▸ Exercise aim:
In the listing below, report how many lines include the string "woman", giving only that number.

▸ Extracted entries:
- Opening Delimiter -

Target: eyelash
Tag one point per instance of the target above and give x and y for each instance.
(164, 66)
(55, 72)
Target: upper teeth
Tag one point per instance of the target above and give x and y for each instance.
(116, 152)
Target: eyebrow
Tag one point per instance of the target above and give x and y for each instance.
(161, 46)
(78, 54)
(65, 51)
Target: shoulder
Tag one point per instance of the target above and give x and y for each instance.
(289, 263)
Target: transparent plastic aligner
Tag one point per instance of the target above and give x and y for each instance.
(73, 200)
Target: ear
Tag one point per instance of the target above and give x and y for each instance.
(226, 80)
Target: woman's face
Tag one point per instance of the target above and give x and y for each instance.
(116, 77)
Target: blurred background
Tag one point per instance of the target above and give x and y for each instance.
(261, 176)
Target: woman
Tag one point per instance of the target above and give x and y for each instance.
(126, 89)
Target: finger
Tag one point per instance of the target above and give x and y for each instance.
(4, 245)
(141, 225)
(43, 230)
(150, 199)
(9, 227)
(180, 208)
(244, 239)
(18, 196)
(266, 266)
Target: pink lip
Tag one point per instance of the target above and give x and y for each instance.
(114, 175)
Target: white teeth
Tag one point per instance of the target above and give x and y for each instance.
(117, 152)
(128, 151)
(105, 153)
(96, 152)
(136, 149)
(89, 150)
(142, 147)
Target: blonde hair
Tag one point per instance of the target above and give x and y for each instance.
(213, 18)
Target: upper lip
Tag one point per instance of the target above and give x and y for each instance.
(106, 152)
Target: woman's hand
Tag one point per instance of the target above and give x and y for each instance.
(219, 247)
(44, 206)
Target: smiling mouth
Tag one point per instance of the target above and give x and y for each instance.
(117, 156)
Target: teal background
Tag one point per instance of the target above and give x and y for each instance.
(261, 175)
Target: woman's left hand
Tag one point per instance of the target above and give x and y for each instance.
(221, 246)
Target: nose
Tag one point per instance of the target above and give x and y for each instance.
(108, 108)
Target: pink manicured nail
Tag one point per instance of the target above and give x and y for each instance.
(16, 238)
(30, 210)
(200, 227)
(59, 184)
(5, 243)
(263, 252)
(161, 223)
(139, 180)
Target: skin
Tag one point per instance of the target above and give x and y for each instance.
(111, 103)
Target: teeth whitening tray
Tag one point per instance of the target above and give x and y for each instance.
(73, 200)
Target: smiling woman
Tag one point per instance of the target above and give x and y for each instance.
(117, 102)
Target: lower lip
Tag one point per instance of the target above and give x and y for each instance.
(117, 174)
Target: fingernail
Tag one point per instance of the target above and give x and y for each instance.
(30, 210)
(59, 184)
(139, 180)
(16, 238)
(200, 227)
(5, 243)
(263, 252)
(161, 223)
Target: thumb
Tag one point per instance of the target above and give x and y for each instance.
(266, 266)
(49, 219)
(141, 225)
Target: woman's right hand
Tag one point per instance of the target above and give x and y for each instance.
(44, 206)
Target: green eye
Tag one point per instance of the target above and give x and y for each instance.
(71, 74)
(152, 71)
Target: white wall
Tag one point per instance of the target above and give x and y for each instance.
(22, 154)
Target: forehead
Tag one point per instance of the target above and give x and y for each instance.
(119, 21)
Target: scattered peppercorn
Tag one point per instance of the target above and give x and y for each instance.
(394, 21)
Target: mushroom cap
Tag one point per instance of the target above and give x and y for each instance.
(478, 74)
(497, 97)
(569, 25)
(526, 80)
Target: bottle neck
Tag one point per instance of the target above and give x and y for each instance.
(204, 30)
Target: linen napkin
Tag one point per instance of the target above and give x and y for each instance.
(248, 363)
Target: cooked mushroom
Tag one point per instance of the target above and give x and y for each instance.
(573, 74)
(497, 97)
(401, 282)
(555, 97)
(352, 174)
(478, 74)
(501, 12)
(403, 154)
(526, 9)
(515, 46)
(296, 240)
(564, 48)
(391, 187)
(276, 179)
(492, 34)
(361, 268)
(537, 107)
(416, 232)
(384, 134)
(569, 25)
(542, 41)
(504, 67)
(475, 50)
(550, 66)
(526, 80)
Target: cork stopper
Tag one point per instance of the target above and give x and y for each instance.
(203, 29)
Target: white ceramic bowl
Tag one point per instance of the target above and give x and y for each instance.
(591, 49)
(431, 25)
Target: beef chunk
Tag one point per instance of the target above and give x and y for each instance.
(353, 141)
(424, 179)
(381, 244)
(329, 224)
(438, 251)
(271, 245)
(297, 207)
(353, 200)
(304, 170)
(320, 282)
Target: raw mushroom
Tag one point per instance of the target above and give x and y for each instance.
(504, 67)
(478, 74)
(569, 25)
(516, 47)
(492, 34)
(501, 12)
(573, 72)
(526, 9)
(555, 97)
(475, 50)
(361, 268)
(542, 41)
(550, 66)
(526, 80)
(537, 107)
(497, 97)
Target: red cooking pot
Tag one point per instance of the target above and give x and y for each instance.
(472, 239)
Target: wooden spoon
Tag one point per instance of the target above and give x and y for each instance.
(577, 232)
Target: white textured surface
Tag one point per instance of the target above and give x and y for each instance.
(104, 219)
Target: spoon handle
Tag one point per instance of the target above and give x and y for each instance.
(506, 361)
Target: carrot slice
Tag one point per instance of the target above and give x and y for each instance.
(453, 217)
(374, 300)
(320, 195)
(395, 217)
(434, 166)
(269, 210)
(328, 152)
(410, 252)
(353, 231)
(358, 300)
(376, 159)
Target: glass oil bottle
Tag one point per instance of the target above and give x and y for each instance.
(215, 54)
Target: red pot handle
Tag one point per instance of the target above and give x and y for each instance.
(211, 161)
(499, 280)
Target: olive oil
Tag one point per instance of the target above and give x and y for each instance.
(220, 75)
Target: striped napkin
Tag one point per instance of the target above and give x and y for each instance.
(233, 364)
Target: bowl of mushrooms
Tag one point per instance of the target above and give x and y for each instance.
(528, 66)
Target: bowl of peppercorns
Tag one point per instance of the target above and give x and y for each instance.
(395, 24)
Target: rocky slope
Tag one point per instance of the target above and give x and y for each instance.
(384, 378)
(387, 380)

- Closing Delimiter -
- Opening Delimiter -

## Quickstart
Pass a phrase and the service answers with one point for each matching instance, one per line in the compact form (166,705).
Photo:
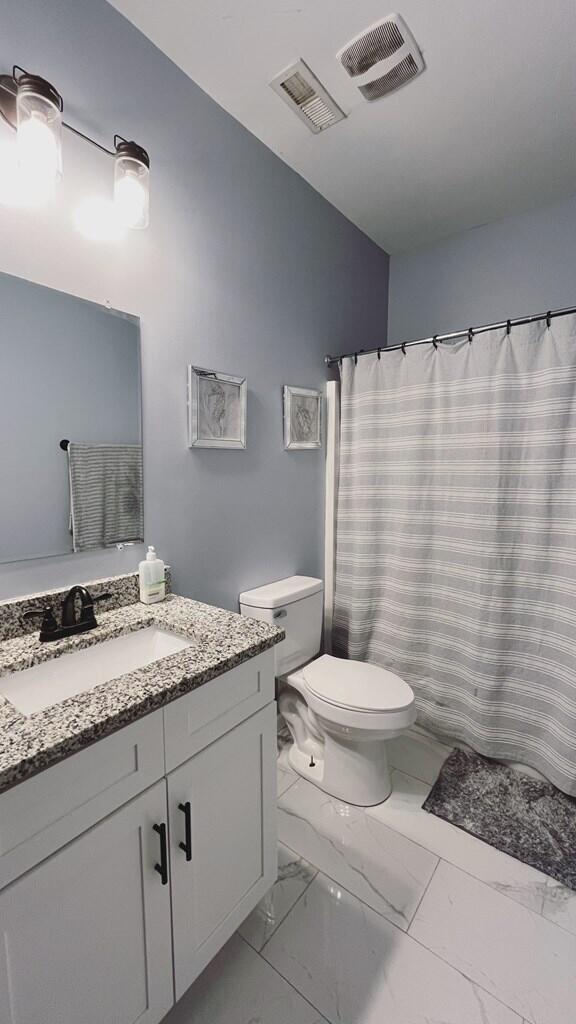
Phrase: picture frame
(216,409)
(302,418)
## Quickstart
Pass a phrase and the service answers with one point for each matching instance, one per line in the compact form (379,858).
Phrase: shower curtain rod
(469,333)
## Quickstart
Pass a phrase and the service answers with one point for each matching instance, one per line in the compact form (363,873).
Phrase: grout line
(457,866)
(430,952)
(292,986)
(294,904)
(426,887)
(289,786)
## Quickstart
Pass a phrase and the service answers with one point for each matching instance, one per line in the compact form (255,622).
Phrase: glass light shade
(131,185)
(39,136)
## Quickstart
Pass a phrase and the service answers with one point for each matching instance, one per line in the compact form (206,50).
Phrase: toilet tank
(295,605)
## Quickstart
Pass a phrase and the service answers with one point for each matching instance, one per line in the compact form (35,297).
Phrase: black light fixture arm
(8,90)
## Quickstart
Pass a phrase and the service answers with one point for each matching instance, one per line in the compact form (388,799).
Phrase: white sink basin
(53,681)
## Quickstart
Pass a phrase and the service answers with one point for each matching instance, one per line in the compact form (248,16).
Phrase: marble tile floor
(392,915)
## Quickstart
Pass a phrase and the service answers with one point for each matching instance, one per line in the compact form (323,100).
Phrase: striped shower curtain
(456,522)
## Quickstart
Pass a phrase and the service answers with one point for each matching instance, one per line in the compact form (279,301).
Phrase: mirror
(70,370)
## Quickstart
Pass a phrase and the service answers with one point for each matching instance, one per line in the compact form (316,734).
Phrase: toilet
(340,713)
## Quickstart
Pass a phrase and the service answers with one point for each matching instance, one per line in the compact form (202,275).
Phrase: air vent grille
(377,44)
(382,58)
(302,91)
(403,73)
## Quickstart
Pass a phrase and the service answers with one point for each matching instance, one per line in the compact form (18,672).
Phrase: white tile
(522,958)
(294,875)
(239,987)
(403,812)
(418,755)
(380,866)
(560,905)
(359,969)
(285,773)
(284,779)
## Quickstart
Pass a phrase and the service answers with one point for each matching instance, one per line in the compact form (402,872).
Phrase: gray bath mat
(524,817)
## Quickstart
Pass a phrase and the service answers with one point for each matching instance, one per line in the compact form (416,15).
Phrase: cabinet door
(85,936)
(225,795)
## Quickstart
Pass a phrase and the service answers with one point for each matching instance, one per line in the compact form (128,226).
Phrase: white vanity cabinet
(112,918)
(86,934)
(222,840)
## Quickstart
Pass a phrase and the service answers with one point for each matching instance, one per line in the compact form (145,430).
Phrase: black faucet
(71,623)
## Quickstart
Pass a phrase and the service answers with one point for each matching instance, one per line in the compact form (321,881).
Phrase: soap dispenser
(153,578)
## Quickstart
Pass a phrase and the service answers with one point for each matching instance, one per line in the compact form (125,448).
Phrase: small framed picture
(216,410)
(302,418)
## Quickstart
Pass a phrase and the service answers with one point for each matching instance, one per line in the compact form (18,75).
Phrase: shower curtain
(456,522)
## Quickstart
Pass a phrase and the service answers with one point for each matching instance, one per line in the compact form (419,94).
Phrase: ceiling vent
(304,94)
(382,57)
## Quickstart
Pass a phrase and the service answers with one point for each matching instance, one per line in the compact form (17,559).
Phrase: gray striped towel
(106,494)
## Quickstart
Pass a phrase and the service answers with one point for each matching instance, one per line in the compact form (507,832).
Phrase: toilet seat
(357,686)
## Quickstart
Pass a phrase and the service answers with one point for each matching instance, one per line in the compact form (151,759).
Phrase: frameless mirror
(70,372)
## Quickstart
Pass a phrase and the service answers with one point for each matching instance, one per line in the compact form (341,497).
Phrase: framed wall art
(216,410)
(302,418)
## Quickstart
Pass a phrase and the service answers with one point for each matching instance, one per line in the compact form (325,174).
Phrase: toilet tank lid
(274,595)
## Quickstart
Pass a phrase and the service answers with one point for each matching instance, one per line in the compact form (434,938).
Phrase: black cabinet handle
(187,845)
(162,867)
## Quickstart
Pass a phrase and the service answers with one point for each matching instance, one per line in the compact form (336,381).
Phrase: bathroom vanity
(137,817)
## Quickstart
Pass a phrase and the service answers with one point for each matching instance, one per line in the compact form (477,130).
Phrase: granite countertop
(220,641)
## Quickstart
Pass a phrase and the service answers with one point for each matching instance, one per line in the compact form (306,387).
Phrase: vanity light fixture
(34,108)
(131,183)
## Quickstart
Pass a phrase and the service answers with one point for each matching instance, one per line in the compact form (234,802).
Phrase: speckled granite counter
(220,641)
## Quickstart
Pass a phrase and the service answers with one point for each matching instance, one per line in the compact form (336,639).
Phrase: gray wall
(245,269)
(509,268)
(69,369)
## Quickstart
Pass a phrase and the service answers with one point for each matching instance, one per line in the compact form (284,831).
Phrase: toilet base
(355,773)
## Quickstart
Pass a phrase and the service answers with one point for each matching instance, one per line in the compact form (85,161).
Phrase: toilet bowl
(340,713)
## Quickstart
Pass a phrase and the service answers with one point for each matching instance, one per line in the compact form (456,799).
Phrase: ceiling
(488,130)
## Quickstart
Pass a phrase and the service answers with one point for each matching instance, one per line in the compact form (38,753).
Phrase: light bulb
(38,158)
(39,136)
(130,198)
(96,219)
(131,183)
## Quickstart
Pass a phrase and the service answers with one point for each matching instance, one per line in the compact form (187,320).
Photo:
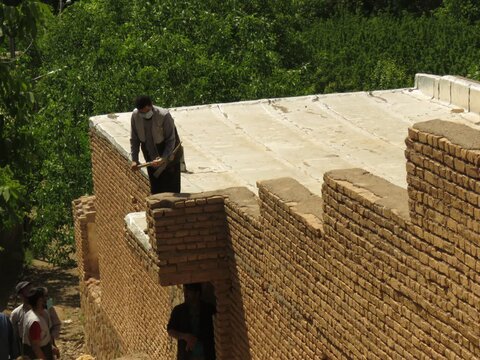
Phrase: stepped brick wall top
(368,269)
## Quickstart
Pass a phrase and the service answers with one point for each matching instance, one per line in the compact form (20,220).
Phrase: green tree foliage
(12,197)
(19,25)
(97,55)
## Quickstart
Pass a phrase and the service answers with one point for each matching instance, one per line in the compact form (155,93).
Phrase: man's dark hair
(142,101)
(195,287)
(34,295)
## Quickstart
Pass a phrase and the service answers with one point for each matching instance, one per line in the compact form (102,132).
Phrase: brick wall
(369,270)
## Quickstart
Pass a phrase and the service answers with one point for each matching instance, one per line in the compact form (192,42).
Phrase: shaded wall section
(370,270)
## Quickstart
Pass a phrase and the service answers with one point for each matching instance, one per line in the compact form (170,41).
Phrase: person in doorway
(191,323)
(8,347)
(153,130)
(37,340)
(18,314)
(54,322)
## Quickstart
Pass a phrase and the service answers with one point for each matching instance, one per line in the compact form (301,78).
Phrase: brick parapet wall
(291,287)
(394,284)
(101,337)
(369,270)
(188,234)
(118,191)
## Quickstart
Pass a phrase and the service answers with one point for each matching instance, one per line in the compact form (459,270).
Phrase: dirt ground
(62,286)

- Closing Delimiter -
- Opening Delimiter -

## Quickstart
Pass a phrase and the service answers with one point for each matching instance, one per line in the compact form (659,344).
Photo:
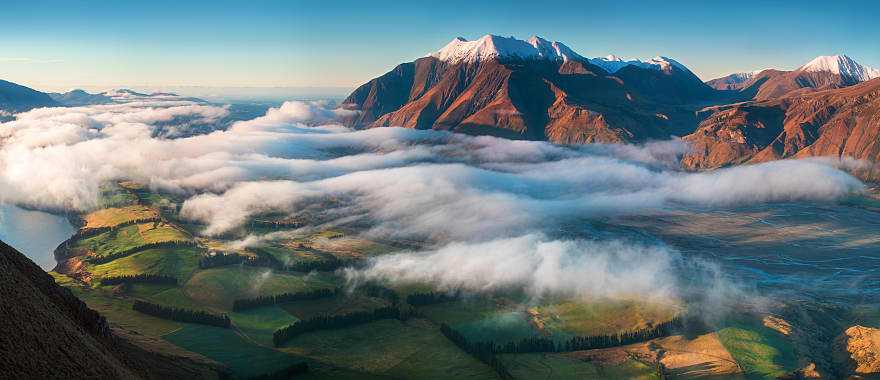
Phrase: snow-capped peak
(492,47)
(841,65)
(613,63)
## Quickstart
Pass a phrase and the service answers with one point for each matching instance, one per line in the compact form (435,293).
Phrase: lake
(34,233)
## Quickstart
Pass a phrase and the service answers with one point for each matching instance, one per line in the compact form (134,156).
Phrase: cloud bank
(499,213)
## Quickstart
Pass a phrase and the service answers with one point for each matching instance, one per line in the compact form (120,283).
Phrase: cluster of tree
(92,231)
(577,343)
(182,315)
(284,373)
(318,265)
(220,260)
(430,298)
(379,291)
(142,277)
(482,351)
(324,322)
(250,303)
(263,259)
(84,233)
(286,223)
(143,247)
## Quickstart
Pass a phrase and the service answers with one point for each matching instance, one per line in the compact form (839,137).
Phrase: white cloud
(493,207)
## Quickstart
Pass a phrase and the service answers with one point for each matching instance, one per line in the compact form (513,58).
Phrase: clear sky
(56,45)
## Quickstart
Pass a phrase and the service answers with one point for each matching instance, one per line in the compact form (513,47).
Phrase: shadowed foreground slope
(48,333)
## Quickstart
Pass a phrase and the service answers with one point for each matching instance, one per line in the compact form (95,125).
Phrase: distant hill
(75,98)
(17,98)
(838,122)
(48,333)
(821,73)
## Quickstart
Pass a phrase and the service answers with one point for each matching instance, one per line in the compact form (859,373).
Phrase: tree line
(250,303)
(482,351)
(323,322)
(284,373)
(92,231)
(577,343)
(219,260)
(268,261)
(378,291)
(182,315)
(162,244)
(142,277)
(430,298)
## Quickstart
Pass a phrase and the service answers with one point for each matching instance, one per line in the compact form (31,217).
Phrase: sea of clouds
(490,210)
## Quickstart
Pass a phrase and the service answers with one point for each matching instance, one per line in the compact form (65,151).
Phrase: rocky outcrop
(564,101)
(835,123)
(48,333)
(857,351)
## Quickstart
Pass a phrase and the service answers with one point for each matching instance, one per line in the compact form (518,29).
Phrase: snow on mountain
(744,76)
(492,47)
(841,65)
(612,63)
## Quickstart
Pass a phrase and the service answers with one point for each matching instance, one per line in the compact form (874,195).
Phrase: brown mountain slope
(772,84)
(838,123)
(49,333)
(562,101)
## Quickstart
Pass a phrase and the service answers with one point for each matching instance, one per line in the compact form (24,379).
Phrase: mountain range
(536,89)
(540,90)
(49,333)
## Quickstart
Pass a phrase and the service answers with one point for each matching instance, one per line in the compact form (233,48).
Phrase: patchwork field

- Closing Delimiter -

▸ Your solution:
6